#### [Given text]
=-=-=
Ethical Life Hacks: Wise Advice for Better Relationships and Etiquette

A sage of silliness once proclaimed some wise advice not for fools. Here’s some advice from wise women past and present (me), courtesy distilled and curated:

  • Ringing someone’s phone off the hook? If they don’t answer by the third jingle, they’re probably busy saving the world – or taking a really long nap. Stop calling. They’ll call you back. Or not.
  • Borrowed some cash? Return it faster than a boomerang. The same goes for those pens that seem to vanish into thin air. Be the magician who actually brings them back!
  • Dining on someone else’s dime? Don’t leap for the lobster… unless you enjoy the taste of guilt with a side of side-eye.
  • Prying into personal lives? Just don’t. Unless you’re writing their unauthorized biography, in which case, carry on (but expect plot twists). Skip “Oh, are you married yet? Don’t you have kids? Why didn’t you buy a house? Why don’t you buy a car.” It’s not your problem. Mind your own business.
=-=-=
#### [Data]
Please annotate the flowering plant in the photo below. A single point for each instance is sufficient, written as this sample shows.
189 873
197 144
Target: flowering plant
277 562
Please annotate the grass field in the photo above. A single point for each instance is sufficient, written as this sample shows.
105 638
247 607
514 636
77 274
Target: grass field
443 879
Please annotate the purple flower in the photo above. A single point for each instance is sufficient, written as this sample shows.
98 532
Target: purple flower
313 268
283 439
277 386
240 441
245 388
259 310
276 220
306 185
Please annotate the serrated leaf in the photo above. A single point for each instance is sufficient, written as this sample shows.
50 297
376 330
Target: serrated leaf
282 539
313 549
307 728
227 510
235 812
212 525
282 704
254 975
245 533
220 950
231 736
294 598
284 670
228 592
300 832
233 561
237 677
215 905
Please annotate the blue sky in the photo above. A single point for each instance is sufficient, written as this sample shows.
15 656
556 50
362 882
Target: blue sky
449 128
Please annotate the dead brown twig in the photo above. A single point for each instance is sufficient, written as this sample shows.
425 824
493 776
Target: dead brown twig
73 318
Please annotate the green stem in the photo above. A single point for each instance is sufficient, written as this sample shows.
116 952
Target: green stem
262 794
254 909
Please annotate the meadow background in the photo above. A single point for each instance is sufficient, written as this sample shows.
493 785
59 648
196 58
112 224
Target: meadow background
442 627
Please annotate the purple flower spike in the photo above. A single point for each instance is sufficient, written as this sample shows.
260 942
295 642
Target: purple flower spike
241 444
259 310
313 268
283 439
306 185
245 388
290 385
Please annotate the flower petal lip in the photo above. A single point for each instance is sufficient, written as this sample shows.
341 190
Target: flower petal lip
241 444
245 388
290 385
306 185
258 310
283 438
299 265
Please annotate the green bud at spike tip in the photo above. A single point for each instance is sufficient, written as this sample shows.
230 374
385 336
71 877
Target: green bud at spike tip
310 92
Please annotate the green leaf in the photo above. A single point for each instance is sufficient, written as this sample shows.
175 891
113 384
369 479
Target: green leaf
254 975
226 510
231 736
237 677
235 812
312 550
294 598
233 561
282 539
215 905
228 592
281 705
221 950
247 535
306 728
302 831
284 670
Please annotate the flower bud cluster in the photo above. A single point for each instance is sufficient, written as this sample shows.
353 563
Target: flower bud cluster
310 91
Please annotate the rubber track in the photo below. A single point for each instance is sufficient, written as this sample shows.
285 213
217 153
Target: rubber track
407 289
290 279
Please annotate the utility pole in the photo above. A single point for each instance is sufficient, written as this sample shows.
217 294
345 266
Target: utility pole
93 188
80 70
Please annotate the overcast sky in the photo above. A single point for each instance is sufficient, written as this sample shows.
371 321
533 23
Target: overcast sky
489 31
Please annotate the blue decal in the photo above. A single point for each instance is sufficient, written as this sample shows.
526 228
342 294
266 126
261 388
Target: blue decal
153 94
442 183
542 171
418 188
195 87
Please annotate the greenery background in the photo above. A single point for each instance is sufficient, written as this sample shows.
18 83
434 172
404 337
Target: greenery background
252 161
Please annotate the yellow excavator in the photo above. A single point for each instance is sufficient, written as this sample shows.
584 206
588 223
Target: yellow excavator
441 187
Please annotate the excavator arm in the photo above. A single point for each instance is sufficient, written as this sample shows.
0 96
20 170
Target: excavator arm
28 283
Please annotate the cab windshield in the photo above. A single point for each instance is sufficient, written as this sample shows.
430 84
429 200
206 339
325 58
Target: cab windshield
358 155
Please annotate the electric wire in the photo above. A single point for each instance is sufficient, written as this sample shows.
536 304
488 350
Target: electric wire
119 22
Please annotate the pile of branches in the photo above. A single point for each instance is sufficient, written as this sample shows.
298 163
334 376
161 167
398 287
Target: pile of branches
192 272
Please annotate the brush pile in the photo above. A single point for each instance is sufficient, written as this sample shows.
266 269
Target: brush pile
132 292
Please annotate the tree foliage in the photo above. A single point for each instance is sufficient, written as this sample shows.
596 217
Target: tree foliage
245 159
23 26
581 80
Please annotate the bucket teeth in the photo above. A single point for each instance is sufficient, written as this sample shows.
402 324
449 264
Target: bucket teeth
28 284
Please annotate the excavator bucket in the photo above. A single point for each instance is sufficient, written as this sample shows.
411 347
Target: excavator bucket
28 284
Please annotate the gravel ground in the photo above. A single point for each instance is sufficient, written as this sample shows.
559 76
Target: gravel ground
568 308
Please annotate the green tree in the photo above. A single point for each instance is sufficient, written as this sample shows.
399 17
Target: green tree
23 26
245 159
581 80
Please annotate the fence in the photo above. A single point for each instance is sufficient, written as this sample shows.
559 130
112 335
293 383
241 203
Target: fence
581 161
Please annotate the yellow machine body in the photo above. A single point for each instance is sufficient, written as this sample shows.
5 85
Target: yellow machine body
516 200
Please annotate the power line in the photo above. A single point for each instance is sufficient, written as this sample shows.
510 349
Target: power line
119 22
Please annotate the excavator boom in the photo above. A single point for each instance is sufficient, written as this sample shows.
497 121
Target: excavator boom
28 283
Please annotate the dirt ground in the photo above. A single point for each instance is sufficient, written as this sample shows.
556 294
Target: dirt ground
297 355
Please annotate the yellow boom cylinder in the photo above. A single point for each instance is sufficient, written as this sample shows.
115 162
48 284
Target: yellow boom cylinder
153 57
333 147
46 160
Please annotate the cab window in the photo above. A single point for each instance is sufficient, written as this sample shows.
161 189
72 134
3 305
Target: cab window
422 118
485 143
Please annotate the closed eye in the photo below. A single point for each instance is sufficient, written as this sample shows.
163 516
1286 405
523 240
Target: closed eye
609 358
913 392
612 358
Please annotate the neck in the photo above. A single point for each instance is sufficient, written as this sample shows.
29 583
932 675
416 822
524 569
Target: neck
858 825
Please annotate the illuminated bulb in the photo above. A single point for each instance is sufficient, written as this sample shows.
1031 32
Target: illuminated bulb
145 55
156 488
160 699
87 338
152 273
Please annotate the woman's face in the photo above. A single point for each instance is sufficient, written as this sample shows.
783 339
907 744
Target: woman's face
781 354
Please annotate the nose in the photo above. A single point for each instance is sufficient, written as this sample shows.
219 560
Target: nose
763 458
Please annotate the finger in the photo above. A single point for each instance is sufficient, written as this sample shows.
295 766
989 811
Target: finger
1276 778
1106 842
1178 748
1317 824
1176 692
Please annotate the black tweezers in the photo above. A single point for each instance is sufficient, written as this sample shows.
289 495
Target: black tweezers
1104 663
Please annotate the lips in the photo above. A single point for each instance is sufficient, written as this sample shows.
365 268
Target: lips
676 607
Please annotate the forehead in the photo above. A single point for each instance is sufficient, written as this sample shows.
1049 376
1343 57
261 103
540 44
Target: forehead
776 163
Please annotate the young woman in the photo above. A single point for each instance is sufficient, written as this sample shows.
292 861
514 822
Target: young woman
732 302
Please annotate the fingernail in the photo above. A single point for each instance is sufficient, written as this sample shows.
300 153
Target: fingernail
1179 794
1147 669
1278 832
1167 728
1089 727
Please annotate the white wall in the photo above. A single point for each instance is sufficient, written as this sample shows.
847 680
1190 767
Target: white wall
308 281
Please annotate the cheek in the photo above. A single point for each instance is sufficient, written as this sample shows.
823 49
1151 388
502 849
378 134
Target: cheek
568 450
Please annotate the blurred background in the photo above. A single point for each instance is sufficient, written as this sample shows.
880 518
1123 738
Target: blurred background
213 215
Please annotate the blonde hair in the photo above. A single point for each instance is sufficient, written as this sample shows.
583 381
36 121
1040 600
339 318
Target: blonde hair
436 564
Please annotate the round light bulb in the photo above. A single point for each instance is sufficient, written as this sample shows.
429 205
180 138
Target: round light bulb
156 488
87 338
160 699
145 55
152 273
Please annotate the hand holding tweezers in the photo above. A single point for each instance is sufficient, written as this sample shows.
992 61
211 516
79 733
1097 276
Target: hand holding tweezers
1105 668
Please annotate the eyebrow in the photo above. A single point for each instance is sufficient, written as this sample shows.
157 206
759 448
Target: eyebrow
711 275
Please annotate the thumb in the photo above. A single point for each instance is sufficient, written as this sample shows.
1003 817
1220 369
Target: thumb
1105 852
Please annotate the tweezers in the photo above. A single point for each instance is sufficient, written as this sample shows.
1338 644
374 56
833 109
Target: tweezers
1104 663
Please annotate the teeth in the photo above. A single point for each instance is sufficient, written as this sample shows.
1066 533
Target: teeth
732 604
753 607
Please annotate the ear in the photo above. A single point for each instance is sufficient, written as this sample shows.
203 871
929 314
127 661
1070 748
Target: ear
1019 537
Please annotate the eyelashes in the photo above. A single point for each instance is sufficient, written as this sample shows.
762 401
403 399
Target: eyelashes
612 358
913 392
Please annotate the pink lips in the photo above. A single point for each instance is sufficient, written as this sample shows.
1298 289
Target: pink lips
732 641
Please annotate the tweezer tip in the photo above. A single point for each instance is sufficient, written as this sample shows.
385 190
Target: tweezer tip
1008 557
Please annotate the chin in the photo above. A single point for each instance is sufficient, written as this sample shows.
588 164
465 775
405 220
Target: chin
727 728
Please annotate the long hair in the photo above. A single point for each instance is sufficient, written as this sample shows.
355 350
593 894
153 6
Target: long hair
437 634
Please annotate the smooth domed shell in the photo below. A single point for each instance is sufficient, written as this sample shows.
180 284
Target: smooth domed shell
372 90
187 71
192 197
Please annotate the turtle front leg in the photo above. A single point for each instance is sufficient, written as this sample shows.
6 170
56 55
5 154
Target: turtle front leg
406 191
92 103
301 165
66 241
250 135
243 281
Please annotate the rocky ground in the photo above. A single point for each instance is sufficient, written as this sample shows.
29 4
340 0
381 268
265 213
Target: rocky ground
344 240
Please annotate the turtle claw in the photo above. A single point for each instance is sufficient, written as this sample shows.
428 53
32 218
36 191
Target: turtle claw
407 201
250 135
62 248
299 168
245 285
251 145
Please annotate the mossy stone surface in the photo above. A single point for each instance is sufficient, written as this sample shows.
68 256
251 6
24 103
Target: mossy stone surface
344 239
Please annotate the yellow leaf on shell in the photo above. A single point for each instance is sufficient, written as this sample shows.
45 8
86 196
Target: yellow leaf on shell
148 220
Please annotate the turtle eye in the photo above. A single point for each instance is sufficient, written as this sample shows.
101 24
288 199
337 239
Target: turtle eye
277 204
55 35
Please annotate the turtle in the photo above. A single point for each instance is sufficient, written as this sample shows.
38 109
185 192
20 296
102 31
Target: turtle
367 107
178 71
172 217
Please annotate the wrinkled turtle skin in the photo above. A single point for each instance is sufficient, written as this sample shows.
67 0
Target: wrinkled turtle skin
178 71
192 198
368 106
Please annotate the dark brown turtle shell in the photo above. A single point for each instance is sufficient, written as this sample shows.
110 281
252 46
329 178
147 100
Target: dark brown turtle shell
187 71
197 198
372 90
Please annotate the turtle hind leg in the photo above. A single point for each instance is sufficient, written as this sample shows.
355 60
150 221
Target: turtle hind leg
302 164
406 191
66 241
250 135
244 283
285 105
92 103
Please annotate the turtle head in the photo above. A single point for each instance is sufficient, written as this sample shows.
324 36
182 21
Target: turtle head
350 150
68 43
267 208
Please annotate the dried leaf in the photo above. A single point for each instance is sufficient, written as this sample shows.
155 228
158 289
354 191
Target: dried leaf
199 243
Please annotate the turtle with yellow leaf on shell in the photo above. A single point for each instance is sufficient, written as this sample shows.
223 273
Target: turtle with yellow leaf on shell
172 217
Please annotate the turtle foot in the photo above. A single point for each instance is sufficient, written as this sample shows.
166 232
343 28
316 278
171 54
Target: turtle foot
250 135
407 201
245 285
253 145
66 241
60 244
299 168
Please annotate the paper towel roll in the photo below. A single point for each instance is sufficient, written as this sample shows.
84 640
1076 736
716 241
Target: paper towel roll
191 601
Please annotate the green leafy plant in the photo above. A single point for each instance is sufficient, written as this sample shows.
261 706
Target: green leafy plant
=-=-=
#### [Problems to solve]
a) Answer these questions about the etiquette advice text:
(i) By which jingle should someone answer before you stop calling?
(ii) Besides borrowed cash, what does the etiquette advice text say to return?
(iii) What food should you avoid leaping for when dining on someone else's dime?
b) Please rewrite the etiquette advice text from "A sage of silliness" up to and including "brings them back!", replacing "boomerang" with "homing pigeon".

#### [Answers to each task]
a)
(i) The third jingle.
(ii) Pens.
(iii) The lobster.

b)
A sage of silliness once proclaimed some wise advice not for fools. Here’s some advice from wise women past and present (me), courtesy distilled and curated:

  • Ringing someone’s phone off the hook? If they don’t answer by the third jingle, they’re probably busy saving the world – or taking a really long nap. Stop calling. They’ll call you back. Or not.
  • Borrowed some cash? Return it faster than a homing pigeon. The same goes for those pens that seem to vanish into thin air. Be the magician who actually brings them back!